Try it
Nothing is to be altered; the data must be repeated exactly.

--- START ---

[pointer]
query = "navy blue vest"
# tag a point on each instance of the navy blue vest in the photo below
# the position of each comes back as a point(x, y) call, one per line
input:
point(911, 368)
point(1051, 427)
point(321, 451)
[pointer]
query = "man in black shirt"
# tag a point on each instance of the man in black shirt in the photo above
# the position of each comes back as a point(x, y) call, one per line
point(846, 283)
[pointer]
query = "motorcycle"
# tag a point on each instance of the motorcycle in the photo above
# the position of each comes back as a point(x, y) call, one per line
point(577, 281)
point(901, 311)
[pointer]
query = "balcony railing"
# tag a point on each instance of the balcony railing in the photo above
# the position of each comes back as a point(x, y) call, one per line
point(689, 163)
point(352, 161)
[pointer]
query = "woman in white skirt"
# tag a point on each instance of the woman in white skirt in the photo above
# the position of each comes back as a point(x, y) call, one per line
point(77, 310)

--- END ---

Exercise response
[pointer]
query = "navy blue vest"
# tag a point on each instance of the navy blue vest in the photo below
# the position of each comes back as a point(x, y) call, one per line
input:
point(911, 368)
point(1051, 427)
point(321, 451)
[pointer]
query = "man in black shirt"
# tag a point on each instance of the man in black shirt in the photo above
# the position of each comes back as a point(x, y) call, one per line
point(846, 283)
[pointer]
query = "motorcycle"
# tag a point on each instance of the motorcycle in the photo above
# the position of each comes back as a point(x, y) call, one per line
point(577, 281)
point(901, 311)
[pointer]
query = "balcony railing"
# tag a point on each instance of the balcony railing in the photo above
# the position of each comes back as a point(x, y) call, one per line
point(689, 163)
point(352, 161)
[pointer]
query = "woman in white skirt"
# tag a point on each instance of the woman in white skirt in the photo above
# the position of each comes back as a point(x, y) call, one per line
point(77, 310)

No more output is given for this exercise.